### WHAT TO PRODUCE
Lay out every line of the records below as a Markdown table with two columns, "Number" for the row number and "Entry" for the line itself. Skip blank lines, and leave the pictures out of the answer.

### STORED DATA
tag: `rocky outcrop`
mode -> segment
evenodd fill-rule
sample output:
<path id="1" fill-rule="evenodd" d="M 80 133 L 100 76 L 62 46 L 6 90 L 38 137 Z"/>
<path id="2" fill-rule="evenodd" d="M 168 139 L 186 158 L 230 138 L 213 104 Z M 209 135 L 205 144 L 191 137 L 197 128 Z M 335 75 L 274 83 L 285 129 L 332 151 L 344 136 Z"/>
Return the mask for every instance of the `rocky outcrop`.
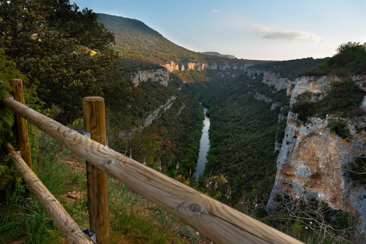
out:
<path id="1" fill-rule="evenodd" d="M 339 79 L 335 76 L 301 77 L 292 88 L 290 106 L 297 102 L 299 94 L 307 91 L 321 99 L 330 83 Z M 304 124 L 298 119 L 298 115 L 290 111 L 287 116 L 269 207 L 275 209 L 274 199 L 278 196 L 301 196 L 305 199 L 315 197 L 325 201 L 333 208 L 355 210 L 366 216 L 365 189 L 354 190 L 341 169 L 346 162 L 335 146 L 341 138 L 331 133 L 327 127 L 331 115 L 326 119 L 310 117 Z M 333 166 L 330 168 L 330 165 Z M 361 219 L 359 227 L 365 229 L 364 218 Z"/>
<path id="2" fill-rule="evenodd" d="M 172 61 L 163 65 L 163 66 L 165 67 L 169 72 L 173 72 L 175 70 L 189 70 L 192 69 L 202 70 L 205 69 L 221 69 L 223 70 L 227 69 L 244 70 L 244 69 L 251 65 L 252 65 L 251 64 L 249 63 L 234 63 L 218 65 L 216 63 L 209 64 L 207 63 L 196 63 L 189 62 L 176 62 Z"/>
<path id="3" fill-rule="evenodd" d="M 276 108 L 277 107 L 281 107 L 283 104 L 282 103 L 279 102 L 275 102 L 272 104 L 272 106 L 271 106 L 270 110 L 274 110 L 276 109 Z"/>
<path id="4" fill-rule="evenodd" d="M 131 74 L 131 79 L 135 87 L 142 81 L 150 81 L 159 82 L 166 87 L 169 80 L 169 72 L 165 69 L 142 70 Z"/>
<path id="5" fill-rule="evenodd" d="M 273 102 L 273 99 L 269 98 L 264 95 L 258 92 L 255 93 L 255 95 L 254 95 L 254 98 L 257 100 L 263 100 L 267 103 L 272 103 Z"/>
<path id="6" fill-rule="evenodd" d="M 263 79 L 262 82 L 263 83 L 267 84 L 269 87 L 274 86 L 276 91 L 287 90 L 287 95 L 291 95 L 291 85 L 292 81 L 287 78 L 280 77 L 280 75 L 279 74 L 264 70 L 250 69 L 246 70 L 245 73 L 247 76 L 253 79 L 256 79 L 258 76 L 263 74 Z"/>
<path id="7" fill-rule="evenodd" d="M 158 118 L 161 115 L 162 113 L 165 112 L 167 110 L 169 109 L 172 106 L 172 105 L 173 105 L 174 100 L 175 100 L 175 99 L 176 98 L 176 96 L 172 96 L 167 101 L 167 102 L 165 103 L 165 104 L 163 104 L 162 105 L 159 106 L 157 109 L 153 112 L 151 114 L 147 116 L 147 118 L 145 119 L 145 121 L 143 123 L 144 127 L 151 125 L 153 122 L 153 121 Z M 184 108 L 184 107 L 183 107 L 181 109 L 183 109 Z"/>

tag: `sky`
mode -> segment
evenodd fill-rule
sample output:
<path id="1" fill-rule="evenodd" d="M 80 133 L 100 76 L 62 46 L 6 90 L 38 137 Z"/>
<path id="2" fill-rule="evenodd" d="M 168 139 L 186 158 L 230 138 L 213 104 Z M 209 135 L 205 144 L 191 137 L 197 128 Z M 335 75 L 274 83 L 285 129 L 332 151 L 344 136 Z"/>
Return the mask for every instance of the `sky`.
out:
<path id="1" fill-rule="evenodd" d="M 196 52 L 284 60 L 331 57 L 366 42 L 366 0 L 72 0 L 82 9 L 142 21 Z"/>

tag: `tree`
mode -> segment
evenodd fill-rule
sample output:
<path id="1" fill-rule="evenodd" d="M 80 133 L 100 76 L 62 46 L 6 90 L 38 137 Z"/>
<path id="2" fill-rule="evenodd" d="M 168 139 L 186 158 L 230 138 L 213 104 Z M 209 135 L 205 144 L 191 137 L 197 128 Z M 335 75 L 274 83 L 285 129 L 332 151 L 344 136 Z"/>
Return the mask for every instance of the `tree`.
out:
<path id="1" fill-rule="evenodd" d="M 113 108 L 119 111 L 134 102 L 132 83 L 118 71 L 118 54 L 109 47 L 114 35 L 91 10 L 80 11 L 67 0 L 1 0 L 0 17 L 0 45 L 47 106 L 64 111 L 60 122 L 81 116 L 85 96 L 103 96 L 109 107 L 118 102 Z"/>

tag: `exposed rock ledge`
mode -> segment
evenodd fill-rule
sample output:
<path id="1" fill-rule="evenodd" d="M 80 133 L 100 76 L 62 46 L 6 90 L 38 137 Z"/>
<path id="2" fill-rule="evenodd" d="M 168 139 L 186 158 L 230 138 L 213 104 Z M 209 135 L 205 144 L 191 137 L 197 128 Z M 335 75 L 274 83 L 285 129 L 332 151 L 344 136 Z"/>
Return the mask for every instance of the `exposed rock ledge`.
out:
<path id="1" fill-rule="evenodd" d="M 157 81 L 167 87 L 169 80 L 169 72 L 165 69 L 142 70 L 131 74 L 131 79 L 135 87 L 141 81 Z"/>
<path id="2" fill-rule="evenodd" d="M 165 104 L 163 104 L 162 105 L 159 106 L 157 109 L 153 112 L 152 114 L 147 116 L 147 117 L 145 119 L 145 121 L 143 123 L 143 126 L 147 126 L 148 125 L 151 125 L 153 122 L 153 121 L 159 117 L 162 112 L 165 112 L 172 106 L 173 103 L 174 102 L 174 100 L 176 98 L 176 96 L 172 96 L 167 101 L 167 102 L 165 103 Z M 184 108 L 184 107 L 183 107 L 181 109 L 181 111 L 182 109 Z"/>
<path id="3" fill-rule="evenodd" d="M 355 77 L 355 79 L 362 77 Z M 323 94 L 331 81 L 339 78 L 322 76 L 302 77 L 292 91 L 290 105 L 296 102 L 298 94 L 305 91 Z M 363 81 L 357 83 L 361 84 Z M 308 119 L 306 124 L 290 112 L 287 116 L 285 136 L 277 160 L 277 172 L 268 207 L 274 209 L 276 196 L 296 195 L 305 198 L 314 197 L 328 203 L 331 207 L 359 211 L 362 217 L 360 230 L 366 229 L 366 189 L 353 190 L 340 169 L 329 170 L 323 162 L 341 166 L 344 158 L 335 151 L 335 146 L 341 140 L 327 127 L 327 119 Z M 327 118 L 328 119 L 328 118 Z"/>
<path id="4" fill-rule="evenodd" d="M 216 64 L 209 65 L 208 63 L 195 63 L 192 62 L 176 62 L 171 61 L 163 65 L 163 66 L 166 68 L 169 72 L 173 72 L 174 70 L 183 71 L 184 70 L 191 70 L 191 69 L 197 69 L 202 70 L 205 69 L 222 69 L 223 70 L 227 69 L 233 70 L 239 69 L 244 70 L 247 68 L 253 65 L 251 64 L 226 64 L 218 66 Z"/>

### SOLVED EXERCISE
| Number | Entry |
|---|---|
| 1 | tag: `rocky outcrop` |
| 2 | mode -> segment |
| 3 | evenodd fill-rule |
| 4 | sample output: |
| 5 | <path id="1" fill-rule="evenodd" d="M 80 133 L 100 76 L 62 46 L 6 90 L 38 137 Z"/> |
| 6 | <path id="2" fill-rule="evenodd" d="M 168 139 L 186 158 L 230 138 L 213 104 Z M 209 135 L 205 144 L 191 137 L 197 128 Z M 335 75 L 274 83 L 285 129 L 332 151 L 344 136 Z"/> |
| 7 | Return the mask for every instance of the `rocky outcrop`. |
| 8 | out: |
| 9 | <path id="1" fill-rule="evenodd" d="M 339 79 L 335 76 L 301 77 L 292 88 L 290 106 L 297 102 L 299 94 L 307 91 L 321 99 L 330 83 Z M 304 124 L 298 119 L 298 115 L 290 111 L 287 116 L 269 207 L 275 209 L 274 199 L 278 196 L 301 196 L 305 199 L 315 197 L 325 201 L 333 208 L 355 210 L 366 216 L 365 189 L 354 190 L 341 169 L 346 162 L 335 146 L 341 138 L 331 133 L 327 127 L 331 115 L 326 119 L 310 117 Z M 333 166 L 330 168 L 330 165 Z M 361 219 L 359 227 L 365 229 L 364 218 Z"/> |
| 10 | <path id="2" fill-rule="evenodd" d="M 172 61 L 163 65 L 163 66 L 165 67 L 169 72 L 173 72 L 175 70 L 189 70 L 192 69 L 202 70 L 205 69 L 221 69 L 223 70 L 227 69 L 244 70 L 244 69 L 251 65 L 252 65 L 251 64 L 249 63 L 234 63 L 218 65 L 216 63 L 209 64 L 207 63 L 196 63 L 189 62 L 176 62 Z"/> |
| 11 | <path id="3" fill-rule="evenodd" d="M 276 108 L 277 107 L 281 107 L 283 104 L 282 103 L 279 102 L 275 102 L 272 104 L 272 106 L 271 106 L 270 110 L 274 110 L 276 109 Z"/> |
| 12 | <path id="4" fill-rule="evenodd" d="M 131 74 L 131 79 L 135 87 L 142 81 L 150 81 L 159 82 L 166 87 L 169 80 L 169 72 L 165 69 L 142 70 Z"/> |
| 13 | <path id="5" fill-rule="evenodd" d="M 273 102 L 273 99 L 269 98 L 264 95 L 258 92 L 255 93 L 255 95 L 254 95 L 254 98 L 257 100 L 263 100 L 267 103 L 272 103 Z"/> |
| 14 | <path id="6" fill-rule="evenodd" d="M 263 79 L 262 82 L 263 83 L 267 84 L 269 87 L 274 86 L 276 91 L 287 90 L 287 95 L 291 95 L 291 85 L 292 81 L 287 78 L 280 77 L 280 75 L 279 74 L 264 70 L 250 69 L 246 70 L 245 73 L 247 76 L 253 79 L 256 79 L 258 76 L 263 74 Z"/> |
| 15 | <path id="7" fill-rule="evenodd" d="M 158 118 L 161 115 L 162 113 L 165 112 L 167 110 L 169 109 L 172 106 L 172 105 L 173 105 L 174 100 L 175 100 L 175 99 L 176 98 L 176 96 L 172 96 L 167 101 L 167 102 L 165 103 L 165 104 L 163 104 L 162 105 L 159 106 L 157 109 L 153 112 L 151 114 L 147 116 L 147 118 L 145 119 L 145 121 L 143 123 L 144 127 L 151 125 L 153 122 L 153 121 Z M 184 108 L 184 107 L 183 107 L 181 109 L 183 109 Z"/> |
| 16 | tag: `sky` |
| 17 | mode -> segment |
| 18 | evenodd fill-rule |
| 19 | sample output: |
| 20 | <path id="1" fill-rule="evenodd" d="M 80 133 L 100 76 L 62 46 L 6 90 L 38 137 Z"/> |
| 21 | <path id="2" fill-rule="evenodd" d="M 168 139 L 186 158 L 230 138 L 213 104 Z M 209 135 L 205 144 L 191 137 L 197 128 Z M 335 75 L 274 83 L 285 129 L 332 151 L 344 136 Z"/> |
| 22 | Return the mask for every instance of the `sky`. |
| 23 | out: |
| 24 | <path id="1" fill-rule="evenodd" d="M 196 52 L 284 60 L 331 57 L 366 42 L 366 0 L 72 0 L 82 9 L 142 21 Z"/> |
| 25 | tag: `tree` |
| 26 | mode -> segment |
| 27 | evenodd fill-rule |
| 28 | sample output: |
| 29 | <path id="1" fill-rule="evenodd" d="M 80 133 L 100 76 L 62 46 L 6 90 L 38 137 Z"/> |
| 30 | <path id="2" fill-rule="evenodd" d="M 168 139 L 186 158 L 230 138 L 213 104 Z M 209 135 L 205 144 L 191 137 L 197 128 Z M 335 75 L 274 83 L 285 129 L 332 151 L 344 136 Z"/> |
| 31 | Return the mask for every instance of the `tree`. |
| 32 | out: |
| 33 | <path id="1" fill-rule="evenodd" d="M 113 108 L 119 111 L 134 102 L 132 83 L 118 71 L 118 54 L 109 47 L 114 35 L 91 10 L 80 11 L 67 0 L 1 0 L 0 17 L 0 45 L 47 106 L 64 111 L 60 122 L 81 116 L 85 96 L 103 96 L 109 107 L 118 102 Z"/> |
| 34 | tag: `exposed rock ledge` |
| 35 | mode -> segment |
| 36 | evenodd fill-rule |
| 37 | sample output: |
| 38 | <path id="1" fill-rule="evenodd" d="M 80 133 L 100 76 L 62 46 L 6 90 L 38 137 Z"/> |
| 39 | <path id="2" fill-rule="evenodd" d="M 168 139 L 186 158 L 230 138 L 213 104 Z M 209 135 L 205 144 L 191 137 L 197 128 Z M 335 75 L 274 83 L 285 129 L 332 151 L 344 136 Z"/> |
| 40 | Return the mask for every instance of the `exposed rock ledge`. |
| 41 | out: |
| 42 | <path id="1" fill-rule="evenodd" d="M 157 81 L 167 87 L 169 80 L 169 72 L 165 69 L 142 70 L 131 74 L 131 79 L 135 87 L 141 81 Z"/> |
| 43 | <path id="2" fill-rule="evenodd" d="M 165 104 L 163 104 L 162 105 L 159 106 L 157 109 L 153 112 L 152 114 L 147 116 L 147 117 L 145 119 L 145 121 L 143 123 L 143 126 L 147 126 L 148 125 L 151 125 L 153 122 L 153 121 L 159 117 L 162 112 L 165 112 L 172 106 L 173 103 L 174 102 L 174 100 L 176 98 L 176 96 L 172 96 L 167 101 L 167 102 L 165 103 Z M 184 108 L 184 107 L 183 107 L 181 109 L 181 111 L 182 109 Z"/> |
| 44 | <path id="3" fill-rule="evenodd" d="M 355 77 L 355 79 L 362 77 Z M 323 94 L 331 81 L 339 78 L 322 76 L 302 77 L 292 91 L 290 105 L 296 102 L 298 94 L 305 91 Z M 363 81 L 357 83 L 361 84 Z M 308 119 L 306 124 L 290 112 L 287 116 L 285 136 L 277 160 L 277 172 L 268 207 L 274 209 L 276 196 L 296 195 L 305 198 L 314 197 L 328 203 L 331 207 L 359 211 L 362 217 L 360 230 L 366 229 L 366 189 L 353 190 L 340 169 L 329 170 L 323 162 L 341 166 L 344 158 L 335 151 L 335 146 L 341 140 L 327 127 L 327 119 Z M 327 118 L 328 119 L 328 118 Z"/> |
| 45 | <path id="4" fill-rule="evenodd" d="M 216 64 L 209 65 L 208 63 L 195 63 L 192 62 L 176 62 L 171 61 L 163 65 L 163 66 L 166 68 L 169 72 L 173 72 L 174 70 L 183 71 L 184 70 L 191 70 L 191 69 L 197 69 L 202 70 L 205 69 L 222 69 L 223 70 L 227 69 L 233 70 L 239 69 L 244 70 L 247 68 L 253 65 L 251 64 L 226 64 L 218 66 Z"/> |